**STATED TASK**
Find each line of the data below that contains the string "background", treating uppercase and lowercase as different, and copy every such line in full.

**EXERCISE INPUT**
===============

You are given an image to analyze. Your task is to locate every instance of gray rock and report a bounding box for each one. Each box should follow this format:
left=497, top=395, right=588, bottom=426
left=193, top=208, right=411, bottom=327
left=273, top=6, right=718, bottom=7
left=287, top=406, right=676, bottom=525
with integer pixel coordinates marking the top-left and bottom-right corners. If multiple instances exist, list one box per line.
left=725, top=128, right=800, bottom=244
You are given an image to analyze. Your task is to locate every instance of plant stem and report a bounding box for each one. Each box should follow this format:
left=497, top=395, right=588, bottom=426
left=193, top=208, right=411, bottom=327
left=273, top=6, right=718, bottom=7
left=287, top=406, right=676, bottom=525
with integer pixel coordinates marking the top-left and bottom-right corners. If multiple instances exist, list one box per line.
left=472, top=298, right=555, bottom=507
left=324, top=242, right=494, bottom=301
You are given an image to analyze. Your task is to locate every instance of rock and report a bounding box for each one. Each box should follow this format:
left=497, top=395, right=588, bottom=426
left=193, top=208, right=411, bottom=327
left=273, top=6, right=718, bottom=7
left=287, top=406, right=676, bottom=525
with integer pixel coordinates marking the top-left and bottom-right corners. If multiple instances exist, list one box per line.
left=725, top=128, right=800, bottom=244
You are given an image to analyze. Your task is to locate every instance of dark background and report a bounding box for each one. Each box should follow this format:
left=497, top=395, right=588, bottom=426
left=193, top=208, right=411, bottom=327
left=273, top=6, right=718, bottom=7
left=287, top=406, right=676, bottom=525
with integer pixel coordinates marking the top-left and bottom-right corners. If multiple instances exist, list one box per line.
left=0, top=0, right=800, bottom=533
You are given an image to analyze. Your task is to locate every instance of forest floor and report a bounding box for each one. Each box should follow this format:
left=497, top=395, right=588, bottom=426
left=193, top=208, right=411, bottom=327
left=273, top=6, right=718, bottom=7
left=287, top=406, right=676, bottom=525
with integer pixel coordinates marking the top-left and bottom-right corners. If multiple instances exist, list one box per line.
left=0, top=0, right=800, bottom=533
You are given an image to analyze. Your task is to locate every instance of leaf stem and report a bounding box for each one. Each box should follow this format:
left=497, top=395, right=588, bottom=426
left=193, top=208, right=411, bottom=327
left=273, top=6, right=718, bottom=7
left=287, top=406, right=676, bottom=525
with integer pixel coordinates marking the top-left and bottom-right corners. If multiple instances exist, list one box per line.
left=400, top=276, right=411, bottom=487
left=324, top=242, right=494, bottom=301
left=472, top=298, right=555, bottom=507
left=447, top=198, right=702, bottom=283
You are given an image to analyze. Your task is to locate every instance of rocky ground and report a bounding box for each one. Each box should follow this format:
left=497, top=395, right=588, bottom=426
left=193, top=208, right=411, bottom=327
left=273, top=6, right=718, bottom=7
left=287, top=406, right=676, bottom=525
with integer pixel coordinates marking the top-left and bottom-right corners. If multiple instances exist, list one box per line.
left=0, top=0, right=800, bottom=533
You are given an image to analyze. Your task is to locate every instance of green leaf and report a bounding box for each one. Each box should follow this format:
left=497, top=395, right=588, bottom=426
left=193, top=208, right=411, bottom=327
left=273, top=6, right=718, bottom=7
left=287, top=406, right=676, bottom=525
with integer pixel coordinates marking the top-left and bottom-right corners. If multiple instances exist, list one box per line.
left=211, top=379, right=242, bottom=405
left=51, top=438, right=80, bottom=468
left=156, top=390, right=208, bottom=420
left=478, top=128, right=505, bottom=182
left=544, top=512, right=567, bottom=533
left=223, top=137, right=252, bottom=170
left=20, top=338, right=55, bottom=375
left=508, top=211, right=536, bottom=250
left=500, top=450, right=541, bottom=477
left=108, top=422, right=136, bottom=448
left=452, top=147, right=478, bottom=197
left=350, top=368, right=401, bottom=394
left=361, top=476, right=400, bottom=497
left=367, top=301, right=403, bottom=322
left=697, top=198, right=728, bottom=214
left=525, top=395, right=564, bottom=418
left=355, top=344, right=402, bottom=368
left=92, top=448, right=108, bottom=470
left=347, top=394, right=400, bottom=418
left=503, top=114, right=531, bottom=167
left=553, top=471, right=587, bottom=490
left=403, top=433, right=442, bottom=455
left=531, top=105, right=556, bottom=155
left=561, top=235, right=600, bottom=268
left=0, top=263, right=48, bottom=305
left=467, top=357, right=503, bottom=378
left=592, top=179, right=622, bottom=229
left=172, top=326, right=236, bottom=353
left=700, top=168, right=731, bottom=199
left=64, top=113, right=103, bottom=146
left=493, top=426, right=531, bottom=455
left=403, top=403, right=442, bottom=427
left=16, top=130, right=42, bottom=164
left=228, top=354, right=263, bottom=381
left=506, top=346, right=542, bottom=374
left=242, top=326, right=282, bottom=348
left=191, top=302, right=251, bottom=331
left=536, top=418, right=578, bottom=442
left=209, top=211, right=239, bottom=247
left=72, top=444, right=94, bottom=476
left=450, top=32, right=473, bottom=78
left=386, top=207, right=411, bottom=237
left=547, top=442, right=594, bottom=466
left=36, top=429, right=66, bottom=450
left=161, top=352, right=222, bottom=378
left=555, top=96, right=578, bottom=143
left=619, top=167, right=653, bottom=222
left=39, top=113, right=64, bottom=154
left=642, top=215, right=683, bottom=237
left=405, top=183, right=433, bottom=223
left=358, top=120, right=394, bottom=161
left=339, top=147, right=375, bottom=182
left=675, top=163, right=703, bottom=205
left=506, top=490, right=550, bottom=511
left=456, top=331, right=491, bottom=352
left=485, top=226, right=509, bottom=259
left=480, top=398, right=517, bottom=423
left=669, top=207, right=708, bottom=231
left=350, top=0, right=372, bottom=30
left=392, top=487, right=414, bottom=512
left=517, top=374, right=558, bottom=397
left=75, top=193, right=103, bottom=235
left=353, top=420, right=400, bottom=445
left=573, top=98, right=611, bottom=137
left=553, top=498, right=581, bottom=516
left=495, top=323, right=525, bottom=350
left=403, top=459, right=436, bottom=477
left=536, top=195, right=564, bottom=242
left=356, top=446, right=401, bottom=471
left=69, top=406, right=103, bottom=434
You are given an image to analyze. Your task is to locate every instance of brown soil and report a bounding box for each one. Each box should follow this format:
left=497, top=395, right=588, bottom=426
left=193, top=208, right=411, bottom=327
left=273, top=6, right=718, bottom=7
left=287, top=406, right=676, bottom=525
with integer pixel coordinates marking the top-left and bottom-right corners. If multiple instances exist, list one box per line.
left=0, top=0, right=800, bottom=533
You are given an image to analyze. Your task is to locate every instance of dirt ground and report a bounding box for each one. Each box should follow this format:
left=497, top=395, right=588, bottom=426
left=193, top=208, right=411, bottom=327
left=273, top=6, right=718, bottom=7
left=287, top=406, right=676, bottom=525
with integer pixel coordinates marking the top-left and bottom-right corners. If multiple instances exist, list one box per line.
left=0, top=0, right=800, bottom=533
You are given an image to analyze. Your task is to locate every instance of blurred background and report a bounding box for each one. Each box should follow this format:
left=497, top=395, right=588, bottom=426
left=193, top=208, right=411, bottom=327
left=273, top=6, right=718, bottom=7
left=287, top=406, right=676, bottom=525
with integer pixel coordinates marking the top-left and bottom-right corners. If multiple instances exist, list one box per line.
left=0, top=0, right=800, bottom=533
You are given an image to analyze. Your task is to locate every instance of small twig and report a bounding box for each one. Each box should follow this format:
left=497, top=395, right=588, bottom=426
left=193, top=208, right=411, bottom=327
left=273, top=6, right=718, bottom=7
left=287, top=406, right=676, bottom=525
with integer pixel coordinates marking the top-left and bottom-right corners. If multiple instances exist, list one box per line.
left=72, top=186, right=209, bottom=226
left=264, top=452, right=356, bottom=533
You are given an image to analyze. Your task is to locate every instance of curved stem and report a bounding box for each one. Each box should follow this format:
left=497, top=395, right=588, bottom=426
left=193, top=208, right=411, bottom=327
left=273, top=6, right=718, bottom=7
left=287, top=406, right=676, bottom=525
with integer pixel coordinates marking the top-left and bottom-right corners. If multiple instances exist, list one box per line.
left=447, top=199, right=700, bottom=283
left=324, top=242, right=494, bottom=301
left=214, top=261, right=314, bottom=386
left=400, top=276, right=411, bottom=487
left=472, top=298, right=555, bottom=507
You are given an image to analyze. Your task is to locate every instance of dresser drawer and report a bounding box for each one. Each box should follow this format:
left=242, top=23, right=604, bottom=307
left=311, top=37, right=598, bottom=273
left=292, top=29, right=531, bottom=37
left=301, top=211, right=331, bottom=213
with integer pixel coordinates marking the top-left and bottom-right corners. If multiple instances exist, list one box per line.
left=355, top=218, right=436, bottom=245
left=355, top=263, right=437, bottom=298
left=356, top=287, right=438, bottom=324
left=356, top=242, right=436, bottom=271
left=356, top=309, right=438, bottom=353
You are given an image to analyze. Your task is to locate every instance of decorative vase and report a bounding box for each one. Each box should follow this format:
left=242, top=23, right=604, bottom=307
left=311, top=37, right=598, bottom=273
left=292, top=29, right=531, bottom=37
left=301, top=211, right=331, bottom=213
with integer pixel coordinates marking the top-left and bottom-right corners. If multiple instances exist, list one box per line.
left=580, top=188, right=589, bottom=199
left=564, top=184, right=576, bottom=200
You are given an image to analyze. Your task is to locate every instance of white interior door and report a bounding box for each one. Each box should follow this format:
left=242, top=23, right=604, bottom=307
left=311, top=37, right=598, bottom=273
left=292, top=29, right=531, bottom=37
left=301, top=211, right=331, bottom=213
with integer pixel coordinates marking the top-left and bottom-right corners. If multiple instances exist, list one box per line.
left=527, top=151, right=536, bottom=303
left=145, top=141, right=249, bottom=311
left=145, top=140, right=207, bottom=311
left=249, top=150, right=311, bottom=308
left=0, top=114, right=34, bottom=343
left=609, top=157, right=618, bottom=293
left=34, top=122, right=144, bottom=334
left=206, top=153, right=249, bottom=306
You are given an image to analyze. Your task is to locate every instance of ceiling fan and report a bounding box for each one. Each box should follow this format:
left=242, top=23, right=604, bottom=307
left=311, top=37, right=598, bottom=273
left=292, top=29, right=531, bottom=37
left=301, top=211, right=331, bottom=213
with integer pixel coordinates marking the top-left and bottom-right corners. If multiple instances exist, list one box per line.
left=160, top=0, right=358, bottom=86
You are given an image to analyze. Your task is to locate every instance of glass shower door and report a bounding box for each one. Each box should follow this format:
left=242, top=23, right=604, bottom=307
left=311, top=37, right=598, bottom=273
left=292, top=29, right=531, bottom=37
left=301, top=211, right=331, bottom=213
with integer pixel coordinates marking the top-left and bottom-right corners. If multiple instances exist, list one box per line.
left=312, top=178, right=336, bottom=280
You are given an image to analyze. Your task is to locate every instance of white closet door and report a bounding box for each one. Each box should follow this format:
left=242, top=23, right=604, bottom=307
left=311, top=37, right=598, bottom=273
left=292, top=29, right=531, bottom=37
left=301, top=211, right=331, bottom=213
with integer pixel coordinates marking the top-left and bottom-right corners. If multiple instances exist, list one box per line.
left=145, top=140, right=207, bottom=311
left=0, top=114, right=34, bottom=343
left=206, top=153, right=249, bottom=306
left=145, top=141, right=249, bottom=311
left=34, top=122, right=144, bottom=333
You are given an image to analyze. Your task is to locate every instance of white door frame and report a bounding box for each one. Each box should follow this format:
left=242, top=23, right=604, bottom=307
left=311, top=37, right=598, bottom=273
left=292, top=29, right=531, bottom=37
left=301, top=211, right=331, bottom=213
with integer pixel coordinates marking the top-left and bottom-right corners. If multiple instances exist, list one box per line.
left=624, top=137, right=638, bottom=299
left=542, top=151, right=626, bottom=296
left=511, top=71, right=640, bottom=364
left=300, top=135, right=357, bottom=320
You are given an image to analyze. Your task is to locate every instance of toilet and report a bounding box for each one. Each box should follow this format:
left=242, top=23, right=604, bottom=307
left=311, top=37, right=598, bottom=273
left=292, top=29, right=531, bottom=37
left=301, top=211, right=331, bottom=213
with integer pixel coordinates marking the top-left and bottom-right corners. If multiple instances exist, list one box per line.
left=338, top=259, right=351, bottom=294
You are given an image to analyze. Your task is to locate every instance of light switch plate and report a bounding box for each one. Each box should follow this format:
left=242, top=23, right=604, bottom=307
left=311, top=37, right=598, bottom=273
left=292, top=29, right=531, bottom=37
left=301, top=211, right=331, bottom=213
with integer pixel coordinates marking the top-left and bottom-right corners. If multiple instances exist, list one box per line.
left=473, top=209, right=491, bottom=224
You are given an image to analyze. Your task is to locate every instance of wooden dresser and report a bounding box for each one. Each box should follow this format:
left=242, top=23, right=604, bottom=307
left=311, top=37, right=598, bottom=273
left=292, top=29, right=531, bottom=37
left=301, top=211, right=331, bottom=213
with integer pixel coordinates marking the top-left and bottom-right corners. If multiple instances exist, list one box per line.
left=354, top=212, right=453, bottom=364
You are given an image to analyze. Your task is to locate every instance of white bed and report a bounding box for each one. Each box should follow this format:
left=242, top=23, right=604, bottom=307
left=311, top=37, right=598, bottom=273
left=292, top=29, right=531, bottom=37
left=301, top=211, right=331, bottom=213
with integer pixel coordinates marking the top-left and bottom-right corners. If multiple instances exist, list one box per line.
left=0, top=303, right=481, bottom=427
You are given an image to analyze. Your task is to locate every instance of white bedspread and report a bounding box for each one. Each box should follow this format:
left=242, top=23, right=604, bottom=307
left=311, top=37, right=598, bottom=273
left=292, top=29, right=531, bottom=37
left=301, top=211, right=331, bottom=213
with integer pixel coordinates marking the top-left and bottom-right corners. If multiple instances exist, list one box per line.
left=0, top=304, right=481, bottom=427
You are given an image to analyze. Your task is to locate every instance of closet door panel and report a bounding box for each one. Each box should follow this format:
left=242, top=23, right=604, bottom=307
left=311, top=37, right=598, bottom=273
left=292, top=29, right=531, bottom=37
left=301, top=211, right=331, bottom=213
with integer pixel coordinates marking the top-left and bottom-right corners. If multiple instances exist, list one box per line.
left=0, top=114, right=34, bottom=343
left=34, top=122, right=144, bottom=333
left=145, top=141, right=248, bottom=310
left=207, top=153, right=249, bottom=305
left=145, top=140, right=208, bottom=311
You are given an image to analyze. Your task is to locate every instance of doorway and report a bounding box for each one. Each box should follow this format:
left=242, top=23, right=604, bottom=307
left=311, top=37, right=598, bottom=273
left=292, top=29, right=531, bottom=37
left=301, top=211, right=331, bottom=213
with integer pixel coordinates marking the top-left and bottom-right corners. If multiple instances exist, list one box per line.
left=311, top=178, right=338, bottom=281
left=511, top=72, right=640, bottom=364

===============

**EXERCISE RESULT**
You are given an image to analyze. Your task is to locate every instance of dark background and report a bounding box for each one. Each box should follow this format:
You are given an image to analyze. Your task is to locate every instance of blurred background and report a bounding box for each one. Each box should follow this format:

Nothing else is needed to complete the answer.